• **EXCERPTED TEXT**
[start]

Viola Jelagat Kibiwot (born 22 December 1983 in Keiyo District) is a runner from Kenya who specialises in the 1500 metres.

Kibiwot won her first international medal as a junior runner at the 2000 IAAF World Cross Country Championships, where she took the bronze medal for Kenya. Consecutive world junior cross country titles followed at the 2001 and 2002 editions of the event, and she also claimed the gold medal over 1500 m at the 2002 World Junior Championships in Athletics.

After becoming a senior runner, she struggled to match her junior success. She was outside of the top twenty in the senior short race at the 2003 IAAF World Cross Country Championships, and again at the 2005 race. She was seventh on the track at the 2006 Commonwealth Games, but appeared to make her breakthrough over 1500 m at the 2007 World Championships in Athletics with a fifth-place finish in a personal best time of 4:02.10 minutes in the final. She narrowly missed out on a medal at the 2007 IAAF World Athletics Final, coming fourth.

[end]

• **PROVIDED DATA**
[start]

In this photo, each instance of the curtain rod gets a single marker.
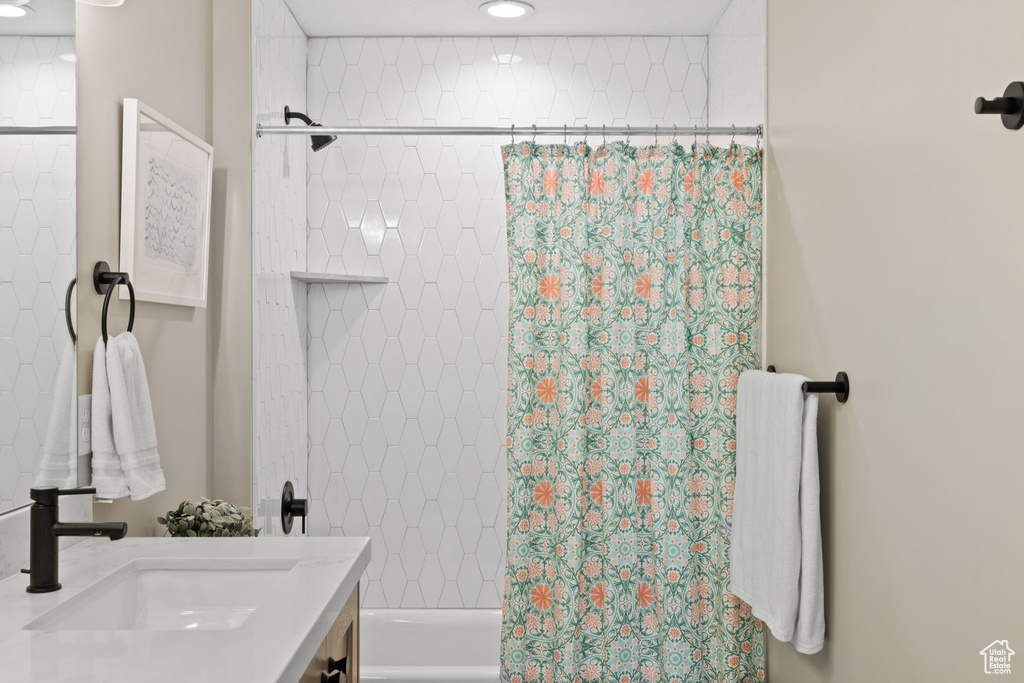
(38, 130)
(521, 132)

[end]

• **PROBLEM STATEMENT**
Alter the passage of the Kibiwot biography that begins with "Kibiwot won her" and ends after "Final, coming fourth.", replacing "senior" with "adult" throughout, and write out the altered passage. The listing plays no part in what follows.

• **PROBLEM SOLUTION**
Kibiwot won her first international medal as a junior runner at the 2000 IAAF World Cross Country Championships, where she took the bronze medal for Kenya. Consecutive world junior cross country titles followed at the 2001 and 2002 editions of the event, and she also claimed the gold medal over 1500 m at the 2002 World Junior Championships in Athletics.

After becoming a adult runner, she struggled to match her junior success. She was outside of the top twenty in the adult short race at the 2003 IAAF World Cross Country Championships, and again at the 2005 race. She was seventh on the track at the 2006 Commonwealth Games, but appeared to make her breakthrough over 1500 m at the 2007 World Championships in Athletics with a fifth-place finish in a personal best time of 4:02.10 minutes in the final. She narrowly missed out on a medal at the 2007 IAAF World Athletics Final, coming fourth.